- **WRITTEN EXERCISE**
Which lines in the records below contain the word "jacket"? Return every such line in full, and treat uppercase and lowercase as different.

- **RECORDS FOR THE EXERCISE**
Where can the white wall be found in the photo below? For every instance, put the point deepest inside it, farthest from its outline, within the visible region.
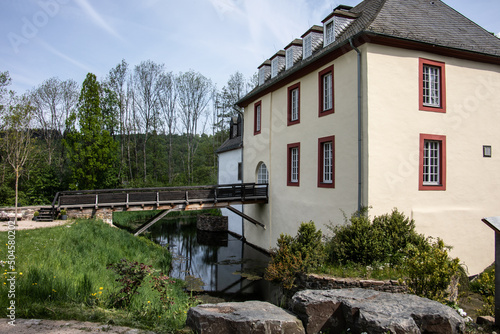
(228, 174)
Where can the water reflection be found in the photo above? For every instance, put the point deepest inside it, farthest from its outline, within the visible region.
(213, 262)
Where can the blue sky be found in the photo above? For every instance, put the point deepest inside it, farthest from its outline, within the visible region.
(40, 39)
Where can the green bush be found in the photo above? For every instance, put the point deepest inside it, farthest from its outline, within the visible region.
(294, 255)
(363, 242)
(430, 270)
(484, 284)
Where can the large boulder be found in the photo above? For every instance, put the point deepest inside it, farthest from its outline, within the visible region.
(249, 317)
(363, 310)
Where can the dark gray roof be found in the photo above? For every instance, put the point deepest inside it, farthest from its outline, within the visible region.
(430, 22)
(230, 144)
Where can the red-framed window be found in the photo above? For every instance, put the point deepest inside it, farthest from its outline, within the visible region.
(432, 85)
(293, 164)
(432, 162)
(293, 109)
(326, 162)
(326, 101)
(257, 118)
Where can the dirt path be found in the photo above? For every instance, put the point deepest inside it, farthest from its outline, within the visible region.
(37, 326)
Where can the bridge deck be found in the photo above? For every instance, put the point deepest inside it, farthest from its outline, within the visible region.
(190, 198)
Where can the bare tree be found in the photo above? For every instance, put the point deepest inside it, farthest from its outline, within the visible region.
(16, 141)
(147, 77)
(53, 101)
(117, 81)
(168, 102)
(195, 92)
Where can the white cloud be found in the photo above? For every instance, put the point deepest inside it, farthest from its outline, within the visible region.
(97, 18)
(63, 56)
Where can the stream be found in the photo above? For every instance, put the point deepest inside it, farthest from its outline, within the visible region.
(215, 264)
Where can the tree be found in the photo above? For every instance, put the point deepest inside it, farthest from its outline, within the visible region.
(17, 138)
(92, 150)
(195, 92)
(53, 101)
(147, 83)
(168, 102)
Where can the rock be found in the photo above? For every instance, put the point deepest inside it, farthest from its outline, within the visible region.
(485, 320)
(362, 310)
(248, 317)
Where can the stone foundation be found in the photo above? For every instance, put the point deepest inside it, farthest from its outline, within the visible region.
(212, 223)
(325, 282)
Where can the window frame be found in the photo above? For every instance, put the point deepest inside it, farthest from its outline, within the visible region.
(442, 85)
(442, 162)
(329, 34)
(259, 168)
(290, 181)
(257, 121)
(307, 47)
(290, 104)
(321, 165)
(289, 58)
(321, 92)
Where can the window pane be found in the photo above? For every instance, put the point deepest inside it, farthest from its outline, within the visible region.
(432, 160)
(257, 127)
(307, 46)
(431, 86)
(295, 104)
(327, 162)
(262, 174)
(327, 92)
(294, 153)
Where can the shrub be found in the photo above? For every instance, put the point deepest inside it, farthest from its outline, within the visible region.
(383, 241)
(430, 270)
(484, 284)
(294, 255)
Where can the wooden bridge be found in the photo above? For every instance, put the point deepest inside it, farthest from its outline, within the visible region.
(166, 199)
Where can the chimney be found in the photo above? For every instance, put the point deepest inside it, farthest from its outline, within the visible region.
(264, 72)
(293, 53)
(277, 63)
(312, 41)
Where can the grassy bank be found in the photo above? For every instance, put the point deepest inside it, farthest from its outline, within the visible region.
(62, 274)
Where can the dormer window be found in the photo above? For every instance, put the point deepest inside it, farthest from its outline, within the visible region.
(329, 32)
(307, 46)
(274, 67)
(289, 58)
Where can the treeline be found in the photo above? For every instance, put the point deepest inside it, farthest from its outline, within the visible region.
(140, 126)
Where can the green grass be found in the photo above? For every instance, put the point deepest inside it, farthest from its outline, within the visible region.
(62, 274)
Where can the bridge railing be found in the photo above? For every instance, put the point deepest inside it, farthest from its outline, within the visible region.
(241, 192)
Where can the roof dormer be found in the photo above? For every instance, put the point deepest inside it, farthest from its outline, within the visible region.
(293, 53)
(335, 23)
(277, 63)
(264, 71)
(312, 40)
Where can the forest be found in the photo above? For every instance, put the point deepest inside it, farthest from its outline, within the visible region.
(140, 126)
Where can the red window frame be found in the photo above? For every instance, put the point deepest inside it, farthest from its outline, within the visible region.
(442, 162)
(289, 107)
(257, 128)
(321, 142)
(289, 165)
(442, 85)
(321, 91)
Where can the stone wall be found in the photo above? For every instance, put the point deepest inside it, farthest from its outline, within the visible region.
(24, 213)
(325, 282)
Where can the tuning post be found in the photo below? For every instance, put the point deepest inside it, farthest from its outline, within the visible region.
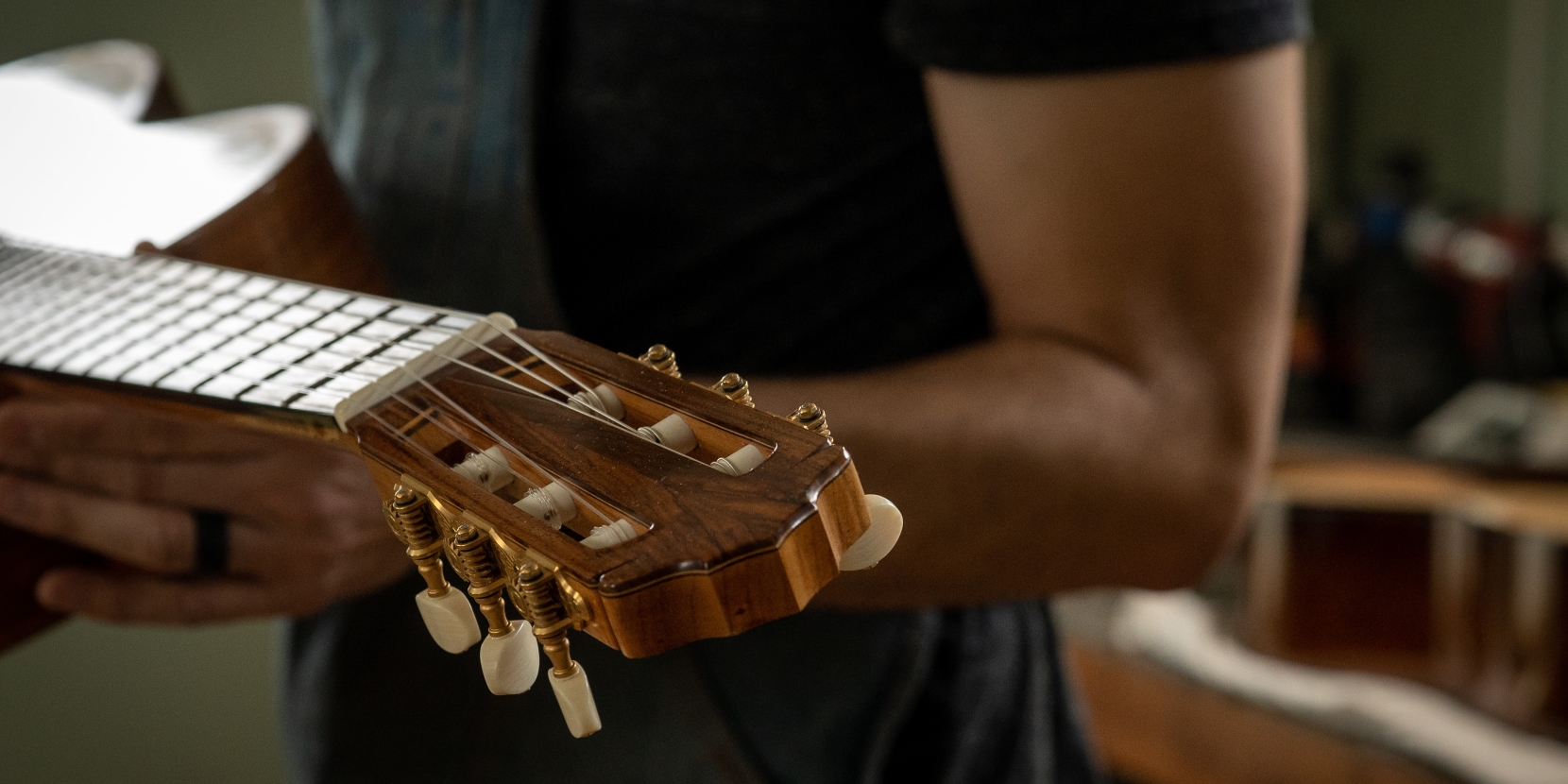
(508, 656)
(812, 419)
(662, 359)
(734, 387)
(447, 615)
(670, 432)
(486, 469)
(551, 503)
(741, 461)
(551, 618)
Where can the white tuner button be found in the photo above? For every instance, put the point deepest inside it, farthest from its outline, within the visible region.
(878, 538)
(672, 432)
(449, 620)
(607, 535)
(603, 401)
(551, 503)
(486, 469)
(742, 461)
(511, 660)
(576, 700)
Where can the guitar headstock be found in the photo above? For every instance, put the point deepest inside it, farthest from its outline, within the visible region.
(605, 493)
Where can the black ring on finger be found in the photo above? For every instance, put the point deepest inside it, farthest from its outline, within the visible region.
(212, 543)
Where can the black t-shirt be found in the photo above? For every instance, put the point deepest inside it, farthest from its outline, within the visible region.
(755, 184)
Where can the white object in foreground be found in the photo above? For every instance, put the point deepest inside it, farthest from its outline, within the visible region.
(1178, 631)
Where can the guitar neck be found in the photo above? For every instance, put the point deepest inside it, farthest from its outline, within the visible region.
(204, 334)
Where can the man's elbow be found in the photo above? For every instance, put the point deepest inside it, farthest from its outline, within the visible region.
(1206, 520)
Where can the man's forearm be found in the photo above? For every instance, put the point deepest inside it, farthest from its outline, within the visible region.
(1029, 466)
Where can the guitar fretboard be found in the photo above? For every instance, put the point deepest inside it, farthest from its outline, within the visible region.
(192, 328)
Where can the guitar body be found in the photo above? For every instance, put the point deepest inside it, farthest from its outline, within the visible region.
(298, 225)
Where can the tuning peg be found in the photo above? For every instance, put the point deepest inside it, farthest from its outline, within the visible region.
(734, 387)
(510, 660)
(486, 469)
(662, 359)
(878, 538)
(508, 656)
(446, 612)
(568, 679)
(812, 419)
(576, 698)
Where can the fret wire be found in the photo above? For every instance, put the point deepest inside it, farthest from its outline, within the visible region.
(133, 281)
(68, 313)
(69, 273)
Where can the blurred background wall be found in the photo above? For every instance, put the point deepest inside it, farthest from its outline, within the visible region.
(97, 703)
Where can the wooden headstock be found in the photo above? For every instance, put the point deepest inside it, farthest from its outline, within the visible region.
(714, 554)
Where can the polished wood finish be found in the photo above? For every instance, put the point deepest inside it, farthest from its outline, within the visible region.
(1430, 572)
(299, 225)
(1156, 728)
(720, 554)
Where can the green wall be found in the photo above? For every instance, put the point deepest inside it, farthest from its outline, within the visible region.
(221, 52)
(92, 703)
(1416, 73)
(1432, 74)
==
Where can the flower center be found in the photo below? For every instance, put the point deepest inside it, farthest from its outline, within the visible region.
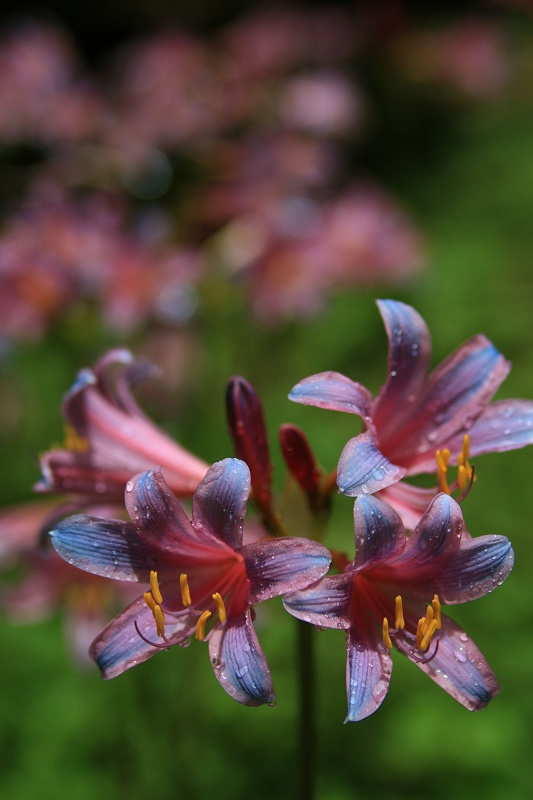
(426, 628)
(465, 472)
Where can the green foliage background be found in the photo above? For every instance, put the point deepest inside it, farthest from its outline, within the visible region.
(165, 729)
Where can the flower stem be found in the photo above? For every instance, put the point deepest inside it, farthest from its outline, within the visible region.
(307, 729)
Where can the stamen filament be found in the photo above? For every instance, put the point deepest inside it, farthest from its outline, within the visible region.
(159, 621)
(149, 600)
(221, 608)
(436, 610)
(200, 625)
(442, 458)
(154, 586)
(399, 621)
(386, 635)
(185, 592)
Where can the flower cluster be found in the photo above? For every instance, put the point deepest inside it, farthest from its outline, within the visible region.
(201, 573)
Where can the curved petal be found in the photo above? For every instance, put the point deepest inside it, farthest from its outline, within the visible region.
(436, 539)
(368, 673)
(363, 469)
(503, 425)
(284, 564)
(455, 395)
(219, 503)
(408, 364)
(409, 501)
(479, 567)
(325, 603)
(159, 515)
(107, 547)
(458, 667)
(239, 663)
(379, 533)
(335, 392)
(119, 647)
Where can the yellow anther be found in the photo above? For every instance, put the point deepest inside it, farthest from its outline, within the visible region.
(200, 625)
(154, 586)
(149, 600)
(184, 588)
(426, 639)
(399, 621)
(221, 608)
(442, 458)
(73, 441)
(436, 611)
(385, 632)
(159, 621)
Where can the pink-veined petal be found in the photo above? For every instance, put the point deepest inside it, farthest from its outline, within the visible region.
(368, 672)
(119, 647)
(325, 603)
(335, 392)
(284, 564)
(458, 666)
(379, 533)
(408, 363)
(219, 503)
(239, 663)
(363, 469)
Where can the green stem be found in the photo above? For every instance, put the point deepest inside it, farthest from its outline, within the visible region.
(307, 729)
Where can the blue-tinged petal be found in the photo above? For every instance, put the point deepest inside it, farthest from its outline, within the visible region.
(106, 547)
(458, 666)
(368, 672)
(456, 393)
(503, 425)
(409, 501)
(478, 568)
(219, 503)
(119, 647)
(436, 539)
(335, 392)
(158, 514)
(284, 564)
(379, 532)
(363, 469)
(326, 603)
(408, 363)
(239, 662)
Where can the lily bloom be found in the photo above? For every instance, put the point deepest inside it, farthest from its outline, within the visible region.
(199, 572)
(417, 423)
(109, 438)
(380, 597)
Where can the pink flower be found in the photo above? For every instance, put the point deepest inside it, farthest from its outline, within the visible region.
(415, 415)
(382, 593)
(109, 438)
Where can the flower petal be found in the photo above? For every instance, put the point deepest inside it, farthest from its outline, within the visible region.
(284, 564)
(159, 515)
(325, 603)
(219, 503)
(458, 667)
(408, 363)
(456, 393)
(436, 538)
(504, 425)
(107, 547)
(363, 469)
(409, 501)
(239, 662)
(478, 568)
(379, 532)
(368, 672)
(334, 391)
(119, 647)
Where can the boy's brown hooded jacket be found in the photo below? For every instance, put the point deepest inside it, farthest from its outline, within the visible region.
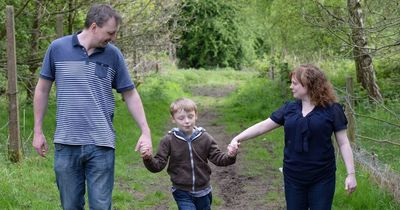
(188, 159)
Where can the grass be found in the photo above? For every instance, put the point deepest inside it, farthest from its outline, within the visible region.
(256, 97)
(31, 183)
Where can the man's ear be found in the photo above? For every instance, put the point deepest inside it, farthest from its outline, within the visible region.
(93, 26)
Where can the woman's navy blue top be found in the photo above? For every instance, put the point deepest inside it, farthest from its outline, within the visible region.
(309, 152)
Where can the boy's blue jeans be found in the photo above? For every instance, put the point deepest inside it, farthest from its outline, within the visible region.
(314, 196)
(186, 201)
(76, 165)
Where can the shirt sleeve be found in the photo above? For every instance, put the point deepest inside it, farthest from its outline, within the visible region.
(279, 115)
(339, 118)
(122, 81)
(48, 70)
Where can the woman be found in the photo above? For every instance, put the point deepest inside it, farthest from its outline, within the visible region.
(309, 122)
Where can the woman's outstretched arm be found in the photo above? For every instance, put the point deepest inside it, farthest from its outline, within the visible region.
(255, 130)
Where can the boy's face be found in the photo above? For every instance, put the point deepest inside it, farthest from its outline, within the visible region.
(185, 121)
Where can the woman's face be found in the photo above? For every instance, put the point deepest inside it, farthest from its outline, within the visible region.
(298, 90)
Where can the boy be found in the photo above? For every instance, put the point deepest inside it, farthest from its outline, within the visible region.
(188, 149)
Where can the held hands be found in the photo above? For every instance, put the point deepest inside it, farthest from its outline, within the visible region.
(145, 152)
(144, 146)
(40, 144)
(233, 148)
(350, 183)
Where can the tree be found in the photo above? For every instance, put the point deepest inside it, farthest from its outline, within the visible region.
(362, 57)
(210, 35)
---
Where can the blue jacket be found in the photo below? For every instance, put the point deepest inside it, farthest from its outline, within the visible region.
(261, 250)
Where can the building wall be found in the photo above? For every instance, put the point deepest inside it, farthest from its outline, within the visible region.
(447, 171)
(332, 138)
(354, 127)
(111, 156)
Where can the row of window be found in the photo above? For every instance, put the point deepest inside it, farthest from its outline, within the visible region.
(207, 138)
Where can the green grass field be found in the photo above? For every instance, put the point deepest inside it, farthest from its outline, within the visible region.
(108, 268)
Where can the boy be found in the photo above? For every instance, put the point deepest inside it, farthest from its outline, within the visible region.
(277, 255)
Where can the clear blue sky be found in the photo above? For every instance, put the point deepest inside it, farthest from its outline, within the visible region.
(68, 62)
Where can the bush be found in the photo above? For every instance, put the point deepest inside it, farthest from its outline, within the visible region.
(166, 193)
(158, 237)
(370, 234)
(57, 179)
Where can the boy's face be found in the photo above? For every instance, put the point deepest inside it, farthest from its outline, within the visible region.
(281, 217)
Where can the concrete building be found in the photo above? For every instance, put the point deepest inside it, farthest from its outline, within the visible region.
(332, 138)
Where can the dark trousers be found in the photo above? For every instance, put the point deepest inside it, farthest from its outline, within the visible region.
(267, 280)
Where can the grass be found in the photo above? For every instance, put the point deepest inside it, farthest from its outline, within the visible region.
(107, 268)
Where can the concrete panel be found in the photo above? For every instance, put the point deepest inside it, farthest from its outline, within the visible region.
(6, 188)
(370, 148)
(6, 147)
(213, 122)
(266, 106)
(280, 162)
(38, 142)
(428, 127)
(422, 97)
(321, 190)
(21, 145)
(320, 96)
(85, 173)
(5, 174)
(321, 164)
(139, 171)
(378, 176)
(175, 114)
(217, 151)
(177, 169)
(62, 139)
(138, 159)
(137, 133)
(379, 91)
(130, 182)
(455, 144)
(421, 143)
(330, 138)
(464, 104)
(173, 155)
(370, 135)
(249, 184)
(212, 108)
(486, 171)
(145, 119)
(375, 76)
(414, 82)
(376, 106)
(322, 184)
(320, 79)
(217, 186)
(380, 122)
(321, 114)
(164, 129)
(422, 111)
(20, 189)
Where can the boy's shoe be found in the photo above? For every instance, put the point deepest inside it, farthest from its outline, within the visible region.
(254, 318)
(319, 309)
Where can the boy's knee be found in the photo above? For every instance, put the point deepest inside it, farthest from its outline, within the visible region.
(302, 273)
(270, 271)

- **RESULT**
Where can the boy's brown hooded jacket be found in the photo below? For every instance, put the point deepest inside it, farthest from its outline, within the visible region.
Where can the blue jacket be found in the photo below? For every instance, put the point deepest inside it, farthest from its outline, within the visible region.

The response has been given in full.